* _BRANO DI RIFERIMENTO_:
--------------------------------------------------

La centralità del servizio sanitario nazionale pubblico.

La centralità del servizio sanitario nazionale pubblico.

A cura di Gianni De Falco, presidente Ires Campania.

tratto da: In salute, giusta, sostenibile. Ripensare l'Italia dopo la pandemia. sbilibri21. 2020.

 

corsia-barella-sanita-ospedaleAll’interno del sistema di welfare l’Italia vantava uno dei sistemi sanitari più avanzati in Europa, un sistema pubblico e universale che ha portato gli italiani ad avere una delle più alte speranze di vita del mondo, pur con un finanziamento inferiore a quello di paesi più avanzati. Quello che ha permesso al Servizio Sanitario Nazionale di reggere di fronte all’epidemia sono state le sue radici culturali e deontologiche, la sua natura di servizio pubblico definita dalla riforma istitutiva del 1978, la motivazione del personale della sanità che opera in questo contesto a tutela della salute di tutti.

Tutto questo è avvenuto nonostante le spinte alla privatizzazione della sanità di questi decenni, una strada sbagliata e pericolosa. La sanità privata è stata del tutto irrilevante di fronte all’epidemia e dove più si è sviluppata, come nella Regione Lombardia, più grave è stata l’incapacità di dare risposte all’emergenza.

Anche la frammentazione regionale del servizio sanitario ha portato a crescenti, gravi divari nelle prestazioni e nelle capacità d’intervento; andrebbe discussa una riorganizzazione su base nazionale.

Intorno alla salute ruota una parte importante delle attività del paese. La salute è al centro della parte più dinamica della ricerca scientifica, dell’innovazione nelle biotecnologie, dell’industria farmaceutica, delle produzioni di apparecchiature elettromedicali, dell’uso di tecnologie digitali, di servizi avanzati in vari ambiti. Quest’insieme di attività va considerato come un sistema da sostenere attraverso nuove politiche che, accanto alla spesa per i servizi sanitari, valorizzino e rafforzino le capacità produttive del nostro paese in questi ambiti.

--------------------------------------------------

* _DOMANDE SUL MATERIALE_:
[A] Elenchi tutti gli ambiti che, secondo il brano sul servizio sanitario nazionale, hanno la salute al centro.
[B] Scriva il seguito del brano sul servizio sanitario nazionale, riprendendo subito dopo l'ultima frase riportata.

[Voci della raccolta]

--------------------------------------------------

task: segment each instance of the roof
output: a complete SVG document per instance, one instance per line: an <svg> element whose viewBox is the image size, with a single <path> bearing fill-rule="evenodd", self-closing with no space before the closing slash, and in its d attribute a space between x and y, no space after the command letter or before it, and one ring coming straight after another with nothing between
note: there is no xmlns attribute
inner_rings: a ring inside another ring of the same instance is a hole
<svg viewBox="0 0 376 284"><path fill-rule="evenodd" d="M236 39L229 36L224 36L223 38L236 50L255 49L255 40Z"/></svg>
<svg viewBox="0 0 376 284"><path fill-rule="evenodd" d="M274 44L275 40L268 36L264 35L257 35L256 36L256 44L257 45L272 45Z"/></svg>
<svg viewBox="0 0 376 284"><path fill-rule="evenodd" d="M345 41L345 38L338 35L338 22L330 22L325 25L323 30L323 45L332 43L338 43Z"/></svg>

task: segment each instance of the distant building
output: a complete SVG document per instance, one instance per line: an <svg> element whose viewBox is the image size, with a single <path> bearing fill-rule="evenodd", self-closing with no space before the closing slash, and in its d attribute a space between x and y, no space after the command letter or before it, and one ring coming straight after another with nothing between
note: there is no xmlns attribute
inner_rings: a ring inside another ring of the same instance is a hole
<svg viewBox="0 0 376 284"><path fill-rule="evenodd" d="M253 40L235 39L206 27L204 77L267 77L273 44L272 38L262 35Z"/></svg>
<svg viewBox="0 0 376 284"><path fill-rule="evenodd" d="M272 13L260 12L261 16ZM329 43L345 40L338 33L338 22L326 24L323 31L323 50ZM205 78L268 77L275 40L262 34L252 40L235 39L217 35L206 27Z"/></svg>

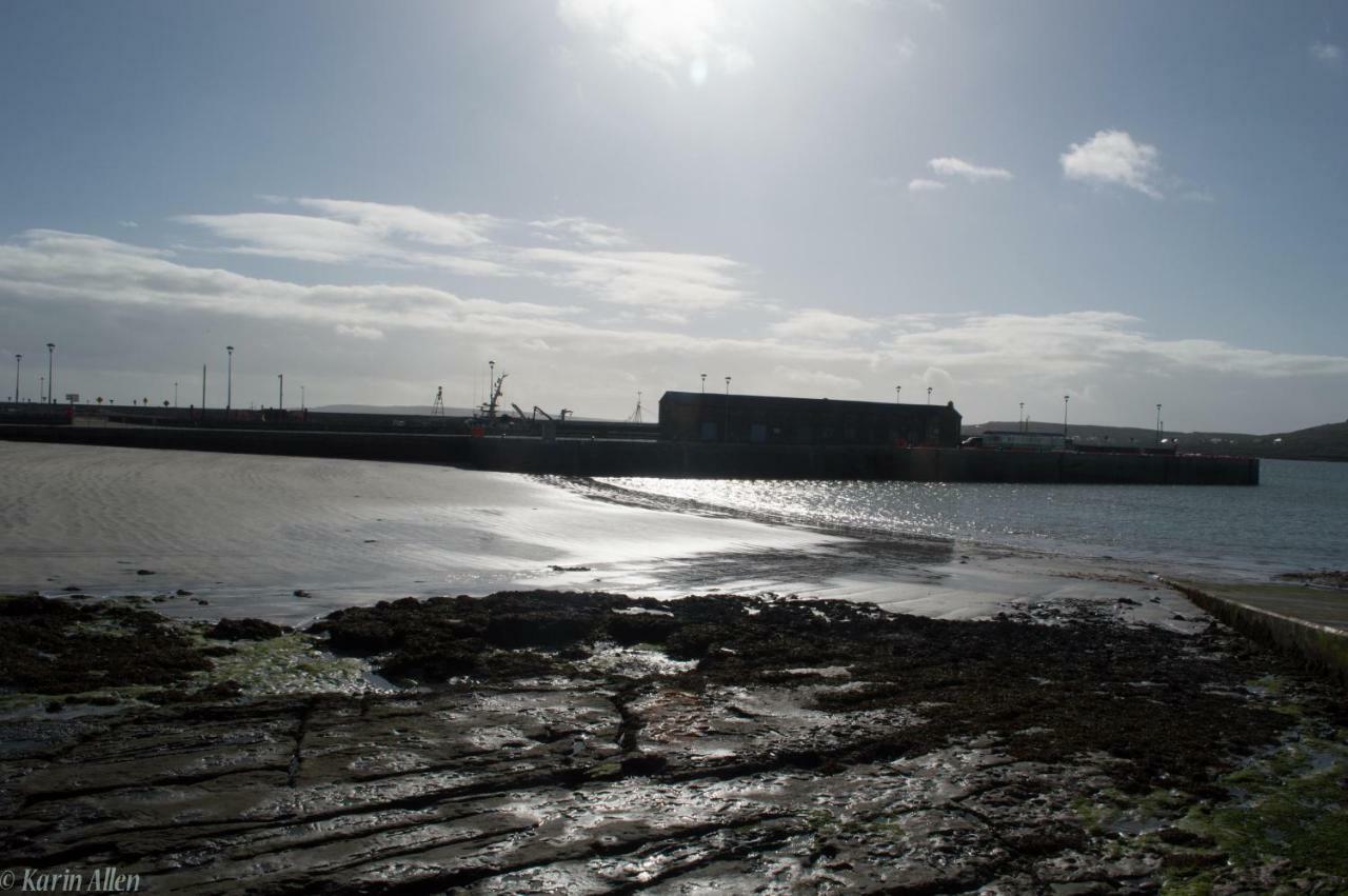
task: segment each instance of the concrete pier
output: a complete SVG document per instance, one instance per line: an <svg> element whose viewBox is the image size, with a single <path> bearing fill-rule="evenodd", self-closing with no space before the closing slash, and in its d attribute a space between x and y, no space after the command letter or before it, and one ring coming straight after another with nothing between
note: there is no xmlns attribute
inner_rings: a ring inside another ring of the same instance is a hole
<svg viewBox="0 0 1348 896"><path fill-rule="evenodd" d="M1166 583L1232 628L1348 686L1348 593L1305 585Z"/></svg>
<svg viewBox="0 0 1348 896"><path fill-rule="evenodd" d="M1105 485L1258 485L1258 458L541 439L166 426L0 424L0 438L75 445L452 463L507 473L685 478L905 480Z"/></svg>

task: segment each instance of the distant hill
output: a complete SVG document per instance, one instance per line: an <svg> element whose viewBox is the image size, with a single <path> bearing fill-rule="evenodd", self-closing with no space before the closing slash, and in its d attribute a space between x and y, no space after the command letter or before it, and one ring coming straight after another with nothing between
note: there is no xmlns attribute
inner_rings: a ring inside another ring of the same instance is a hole
<svg viewBox="0 0 1348 896"><path fill-rule="evenodd" d="M964 427L965 435L985 430L1015 430L1015 423L988 422ZM1031 423L1035 433L1061 433L1053 423ZM1153 446L1157 431L1128 426L1068 426L1068 434L1081 445ZM1162 433L1165 445L1175 445L1181 451L1196 454L1247 454L1251 457L1348 461L1348 422L1326 423L1293 433L1251 435L1247 433Z"/></svg>

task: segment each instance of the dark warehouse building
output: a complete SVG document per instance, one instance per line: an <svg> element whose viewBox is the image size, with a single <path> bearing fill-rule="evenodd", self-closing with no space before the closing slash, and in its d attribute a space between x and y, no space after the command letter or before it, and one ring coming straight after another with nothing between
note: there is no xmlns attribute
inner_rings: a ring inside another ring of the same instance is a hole
<svg viewBox="0 0 1348 896"><path fill-rule="evenodd" d="M661 397L661 438L674 442L956 447L960 419L953 402L887 404L718 392Z"/></svg>

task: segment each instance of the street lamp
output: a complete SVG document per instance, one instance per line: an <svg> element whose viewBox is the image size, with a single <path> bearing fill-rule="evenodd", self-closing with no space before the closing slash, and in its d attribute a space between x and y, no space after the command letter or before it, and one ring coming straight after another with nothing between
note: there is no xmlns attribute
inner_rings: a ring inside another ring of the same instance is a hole
<svg viewBox="0 0 1348 896"><path fill-rule="evenodd" d="M721 433L721 441L731 441L731 377L725 377L725 431Z"/></svg>

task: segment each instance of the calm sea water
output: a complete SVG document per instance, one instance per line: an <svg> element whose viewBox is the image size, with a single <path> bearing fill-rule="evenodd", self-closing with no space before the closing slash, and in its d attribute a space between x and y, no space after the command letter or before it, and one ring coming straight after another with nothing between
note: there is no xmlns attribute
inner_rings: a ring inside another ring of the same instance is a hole
<svg viewBox="0 0 1348 896"><path fill-rule="evenodd" d="M733 515L1267 575L1348 569L1348 463L1263 461L1258 488L605 478Z"/></svg>

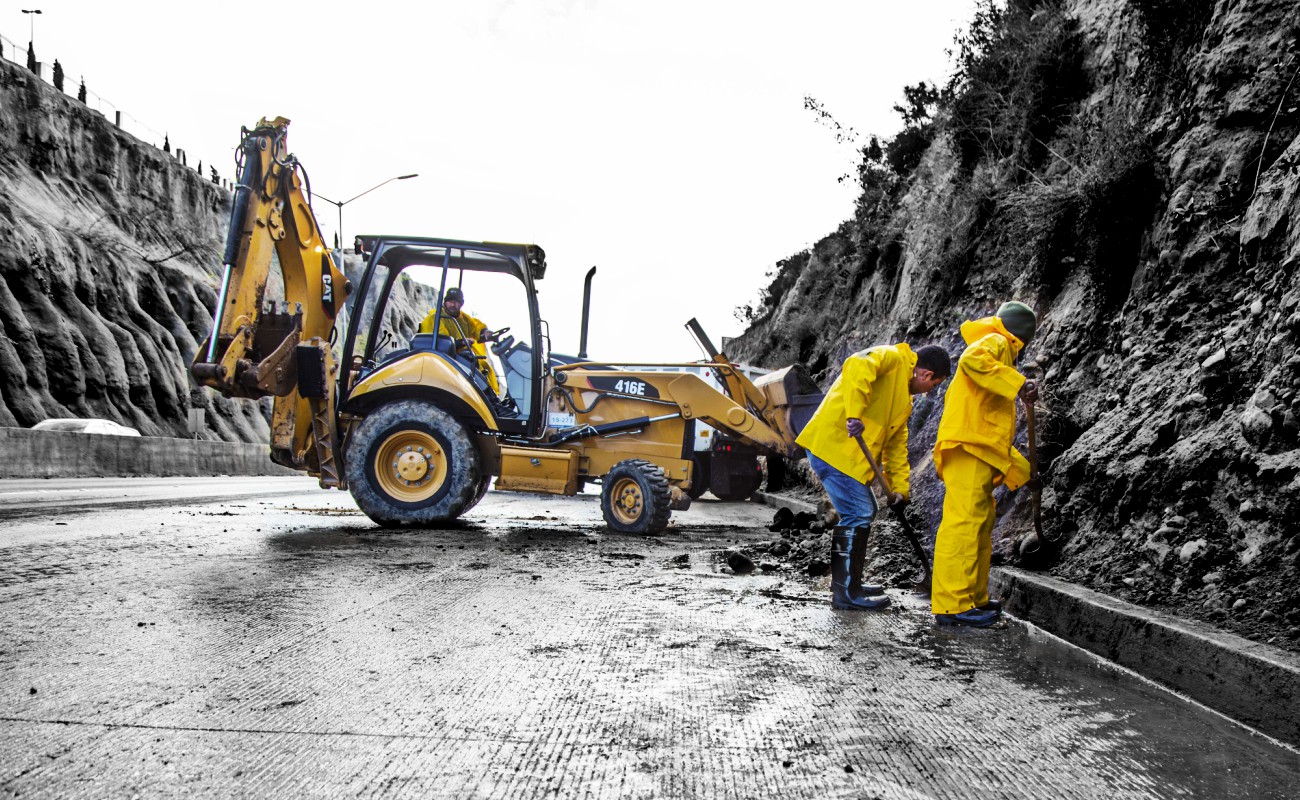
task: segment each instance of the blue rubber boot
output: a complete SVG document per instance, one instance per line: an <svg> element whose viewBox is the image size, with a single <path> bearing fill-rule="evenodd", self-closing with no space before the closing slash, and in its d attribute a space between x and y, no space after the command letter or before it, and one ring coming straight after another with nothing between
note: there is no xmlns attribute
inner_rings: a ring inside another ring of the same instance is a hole
<svg viewBox="0 0 1300 800"><path fill-rule="evenodd" d="M997 611L982 611L971 609L961 614L935 614L935 624L939 626L965 626L968 628L987 628L997 622Z"/></svg>
<svg viewBox="0 0 1300 800"><path fill-rule="evenodd" d="M862 583L862 567L867 566L867 533L870 531L871 528L853 528L853 546L849 548L849 594L854 600L885 593L885 588L880 584Z"/></svg>
<svg viewBox="0 0 1300 800"><path fill-rule="evenodd" d="M866 537L858 544L855 528L836 527L831 537L831 607L858 611L879 611L889 607L888 597L855 597L849 585L853 580L854 546L866 546Z"/></svg>

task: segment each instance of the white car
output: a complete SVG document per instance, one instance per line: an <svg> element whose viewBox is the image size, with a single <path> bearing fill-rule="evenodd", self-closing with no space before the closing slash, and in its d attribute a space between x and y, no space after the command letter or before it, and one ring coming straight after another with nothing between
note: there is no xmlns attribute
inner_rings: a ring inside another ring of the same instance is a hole
<svg viewBox="0 0 1300 800"><path fill-rule="evenodd" d="M57 431L60 433L103 433L105 436L139 436L135 428L118 425L108 419L47 419L31 427L32 431Z"/></svg>

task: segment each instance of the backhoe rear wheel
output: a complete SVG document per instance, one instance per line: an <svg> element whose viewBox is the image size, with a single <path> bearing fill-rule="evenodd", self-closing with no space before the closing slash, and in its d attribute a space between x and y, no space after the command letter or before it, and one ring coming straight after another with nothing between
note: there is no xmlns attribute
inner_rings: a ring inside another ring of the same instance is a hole
<svg viewBox="0 0 1300 800"><path fill-rule="evenodd" d="M478 450L464 425L428 401L380 406L348 441L352 497L385 527L455 519L481 483Z"/></svg>
<svg viewBox="0 0 1300 800"><path fill-rule="evenodd" d="M668 527L672 493L659 467L640 458L620 460L603 484L601 511L619 533L658 533Z"/></svg>

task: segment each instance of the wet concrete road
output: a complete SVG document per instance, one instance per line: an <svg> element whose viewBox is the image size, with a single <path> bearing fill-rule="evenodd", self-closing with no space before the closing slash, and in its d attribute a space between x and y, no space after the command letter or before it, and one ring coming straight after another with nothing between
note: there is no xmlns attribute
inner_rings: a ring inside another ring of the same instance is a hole
<svg viewBox="0 0 1300 800"><path fill-rule="evenodd" d="M1300 793L1294 751L1035 628L719 572L760 506L389 532L313 487L0 481L0 796Z"/></svg>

--------------------------------------------------

* _RISPOSTE ATTESE_:
[A]
- La parte più dinamica della ricerca scientifica
- L'innovazione nelle biotecnologie
- L'industria farmaceutica
- Le produzioni di apparecchiature elettromedicali
- L'uso di tecnologie digitali
- I servizi avanzati in vari ambiti

[B]
Questo “sistema economico della salute” dovrebbe essere guidato da un’Agenzia nazionale che coordini strategie e investimenti, promuova la ricerca e lo sviluppo di nuove competenze produttive e di servizio, organizzi la domanda pubblica, orienti l’azione delle imprese private, facendo di questo sistema un punto di forza dell’economia del paese.

Interventi specifici sono richiesti per quanto riguarda l’industria farmaceutica e la protezione brevettuale dei farmaci. In questi decenni si è consolidata una forte concentrazione mondiale in poche grandi imprese farmaceutiche, nessuna italiana, e sono cresciute in modo estremo le rendite legate ai brevetti sui farmaci, i quali si basavano largamente sui finanziamenti della ricerca pubblica per la salute. I monopoli farmaceutici hanno portato a un forte incremento della spesa pubblica per farmaci e all’impossibilità per molti paesi, non più soltanto i paesi poveri, di acquistare i farmaci necessari di fronte alle emergenze sanitarie locali, a epidemie come l’Aids, a malattie come l’epatite C. Ora si deve affermare che l’interesse pubblico dev’essere superiore alla logica dei profitti privati. Per il vaccino e le cure contro il coronavirus sono già al lavoro moltissimi ricercatori pubblici, e occorre un accordo preliminare tra governi, ricercatori e imprese farmaceutiche per evitare brevetti privati in questo campo e assicurare l’accesso a tutti a farmaci a basso costo, forniti gratuitamente dai servizi sanitari nazionali. Come già in passato, in Italia si può creare un forte polo pubblico dell’industria farmaceutica, in grado di dare risposte ai bisogni del servizio sanitario nazionale, condizionare le dinamiche di mercato, favorire lo sviluppo della ricerca.

Si deve guardare alla salute non solo su base nazionale. La salute è un diritto e bene pubblico globale perché non può essere prodotto come una merce venduta sul mercato a consumatori individuali e perché è minacciato dalla mancanza di salute (o, appunto, dalla nascita di epidemie) in ogni punto del pianeta. Occorre coordinare le iniziative a livello mondiale attraverso l’OMS e a livello di Unione Europea, stabilendo regole e standard sanitari comuni che aumentino la capacità di prevenzione.

Anche per il sistema sanitario pubblico occorre un significativo aumento di spesa, dall’attuale 6,5% del Pil ai livelli di Francia e Germania che sono di due punti più alti rispetto al Pil.

Vanno ripensate molte politiche sanitarie: occorre puntare a politiche di prevenzione, alla creazione di una rete di presidi sociosanitari a livello territoriale, ridimensionando l’enfasi sulle prestazioni sanitarie e i grandi ospedali.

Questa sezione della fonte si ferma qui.